(Natural-language object grounding data)
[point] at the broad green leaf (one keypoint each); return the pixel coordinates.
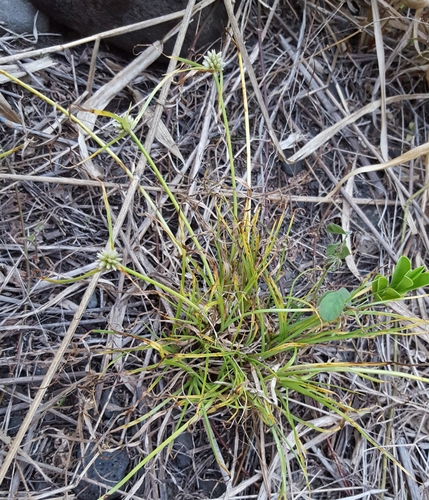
(389, 294)
(402, 268)
(335, 229)
(415, 273)
(404, 286)
(332, 304)
(380, 283)
(421, 281)
(332, 249)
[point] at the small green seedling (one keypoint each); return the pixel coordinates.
(404, 280)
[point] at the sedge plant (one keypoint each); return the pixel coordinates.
(235, 337)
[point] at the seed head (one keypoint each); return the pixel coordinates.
(108, 260)
(213, 60)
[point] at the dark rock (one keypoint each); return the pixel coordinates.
(88, 17)
(109, 468)
(182, 445)
(19, 16)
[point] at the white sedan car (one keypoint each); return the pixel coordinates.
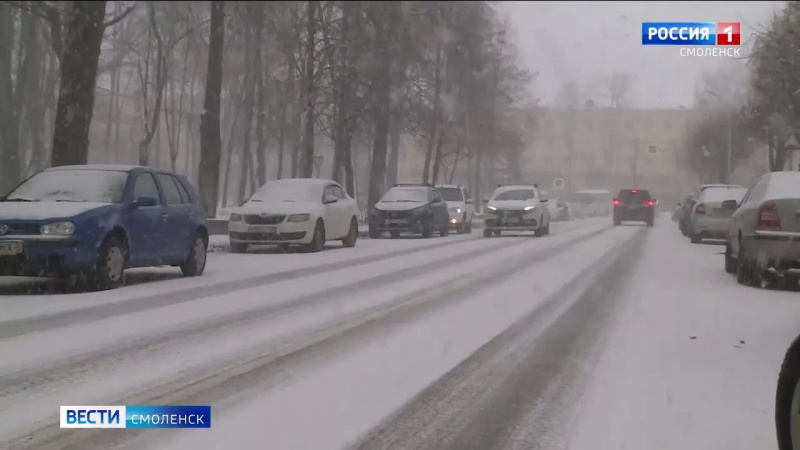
(295, 211)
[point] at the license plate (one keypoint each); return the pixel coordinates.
(262, 229)
(10, 248)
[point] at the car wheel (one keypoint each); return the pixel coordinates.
(787, 399)
(374, 232)
(238, 247)
(109, 272)
(427, 228)
(352, 234)
(318, 240)
(195, 262)
(730, 262)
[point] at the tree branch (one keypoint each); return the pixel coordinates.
(120, 17)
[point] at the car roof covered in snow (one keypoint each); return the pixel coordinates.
(114, 167)
(783, 185)
(309, 181)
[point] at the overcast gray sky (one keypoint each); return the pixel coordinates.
(587, 41)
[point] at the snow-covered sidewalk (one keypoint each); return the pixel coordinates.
(694, 360)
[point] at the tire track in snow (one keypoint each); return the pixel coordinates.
(512, 393)
(278, 361)
(64, 371)
(28, 325)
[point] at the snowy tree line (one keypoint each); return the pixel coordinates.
(766, 114)
(230, 86)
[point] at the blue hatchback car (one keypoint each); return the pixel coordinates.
(92, 222)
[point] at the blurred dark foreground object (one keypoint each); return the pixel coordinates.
(787, 400)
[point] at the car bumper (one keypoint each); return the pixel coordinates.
(641, 214)
(456, 219)
(407, 225)
(711, 227)
(282, 233)
(525, 223)
(774, 247)
(47, 256)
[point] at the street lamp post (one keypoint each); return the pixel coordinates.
(318, 160)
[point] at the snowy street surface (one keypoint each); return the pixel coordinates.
(592, 338)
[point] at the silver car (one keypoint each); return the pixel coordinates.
(763, 242)
(708, 219)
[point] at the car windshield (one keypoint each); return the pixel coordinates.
(451, 194)
(516, 194)
(99, 186)
(288, 191)
(409, 194)
(634, 196)
(722, 194)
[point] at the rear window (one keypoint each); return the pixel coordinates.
(633, 196)
(722, 194)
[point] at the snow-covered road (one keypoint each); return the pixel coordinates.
(595, 337)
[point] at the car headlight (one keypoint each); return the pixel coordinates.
(58, 229)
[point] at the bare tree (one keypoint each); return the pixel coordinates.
(210, 140)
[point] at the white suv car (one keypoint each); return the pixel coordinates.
(516, 208)
(459, 206)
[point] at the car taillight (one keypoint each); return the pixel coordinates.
(768, 217)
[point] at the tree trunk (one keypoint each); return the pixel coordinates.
(437, 88)
(308, 139)
(384, 36)
(249, 86)
(210, 140)
(9, 175)
(395, 126)
(437, 158)
(78, 80)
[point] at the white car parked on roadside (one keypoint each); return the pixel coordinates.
(295, 211)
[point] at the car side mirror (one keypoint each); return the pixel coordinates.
(145, 202)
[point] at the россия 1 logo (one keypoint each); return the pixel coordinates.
(712, 38)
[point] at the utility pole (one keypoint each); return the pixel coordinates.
(730, 150)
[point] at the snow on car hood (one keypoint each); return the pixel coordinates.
(276, 207)
(512, 204)
(45, 210)
(398, 206)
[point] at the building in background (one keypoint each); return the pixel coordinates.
(612, 148)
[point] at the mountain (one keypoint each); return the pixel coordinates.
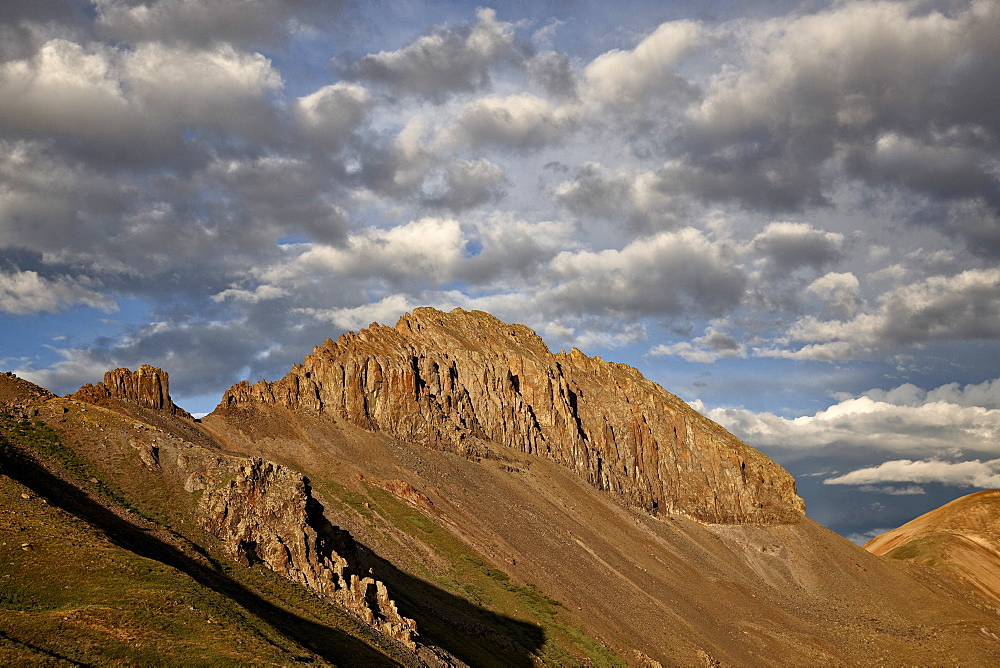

What this task involves:
What is needed is an exact copy of every record above, minus the images.

Result for this task:
[point] at the broad green leaf (one keypoint each); return the pixel coordinates.
(389, 294)
(402, 268)
(335, 229)
(415, 273)
(404, 286)
(332, 304)
(380, 283)
(421, 281)
(332, 249)
[point] at the small green seedling (one keypoint each); return the pixel coordinates.
(404, 280)
[point] at the sedge plant (one keypoint each); return the pixel coordinates.
(235, 337)
[point] at the seed head (one keypoint each); return the pixel coordinates.
(108, 260)
(213, 60)
[point] at the dark rock (one keypoint each); return the pixel coordinates.
(88, 17)
(109, 468)
(182, 445)
(19, 16)
[point] at the white sedan car (one keypoint each); return the pixel coordinates.
(295, 211)
[point] at the license plate (one keypoint each); return the pixel coordinates.
(262, 229)
(10, 248)
[point] at the car wheel (one keypoint each); return the pixel coordinates.
(787, 399)
(374, 232)
(238, 247)
(109, 272)
(427, 228)
(352, 234)
(318, 240)
(195, 262)
(730, 262)
[point] at the tree branch (one keypoint each); return the pixel coordinates.
(120, 17)
[point] at the car roof covered in snow (one keypoint each); return the pixel coordinates.
(114, 167)
(783, 185)
(309, 181)
[point] at the overcast gray sky (one keypoint each); return the pixel coordinates.
(587, 41)
[point] at the snow-covered sidewalk (one keypoint each); return the pixel coordinates.
(694, 360)
[point] at the tire track in snow (one keypoint each); return the pixel coordinates.
(512, 393)
(278, 361)
(64, 371)
(28, 325)
[point] at the snowy tree line (one keypoint each); return the pixel coordinates.
(766, 114)
(230, 86)
[point] at the blue hatchback car (one keypoint each); return the pixel coordinates.
(92, 222)
[point] at the blurred dark foreground object (one keypoint each); return the pixel coordinates.
(787, 400)
[point] at the car bumper (one keypoint each); return the pixel coordinates.
(641, 214)
(456, 219)
(407, 225)
(711, 227)
(282, 233)
(525, 223)
(774, 247)
(47, 256)
[point] at the street lamp post (one keypoint each); return the pixel coordinates.
(318, 160)
[point] at the snowy street surface (one keypoint each); return the pixel coordinates.
(592, 338)
[point] at the silver car (one keypoint each); return the pixel coordinates.
(763, 242)
(708, 219)
[point] at the car windshield (one keypoint each); return the pixel coordinates.
(451, 194)
(516, 194)
(99, 186)
(288, 191)
(409, 194)
(634, 196)
(722, 194)
[point] at the rear window (one keypoint each); return the pixel coordinates.
(633, 196)
(722, 194)
[point] at the snow-covered road (one keypoint each); return the pixel coordinates.
(595, 337)
[point] at the car headlight (one keypoint each); return the pixel coordinates.
(58, 229)
[point] at the bare tree (one keypoint each); return the pixel coordinates.
(210, 140)
[point] at the white suv car (one keypoint each); return the pixel coordinates.
(516, 208)
(459, 206)
[point] at the car taillight (one keypoint each); return the pixel coordinates.
(768, 217)
[point] at the tree trunk (one keypoint each); return the pixel coordinates.
(437, 88)
(308, 139)
(384, 36)
(249, 86)
(210, 140)
(9, 175)
(395, 126)
(437, 158)
(78, 80)
[point] at the white car parked on roadside (one keypoint each); return the pixel coordinates.
(295, 211)
[point] at the car side mirror (one keypoint each); return the pixel coordinates.
(145, 202)
[point] at the россия 1 logo (one keypoint each); return the pixel coordinates.
(712, 38)
[point] at the utility pole (one keypoint each); return the pixel coordinates.
(730, 150)
[point] at the snow on car hood (one keypoint each); return the pixel coordinates.
(276, 207)
(512, 204)
(45, 210)
(398, 206)
[point] at the building in background (one keypoint each); return the pixel coordinates.
(612, 148)
[point] at the mountain (one keypoint each); return the pixel coordinates.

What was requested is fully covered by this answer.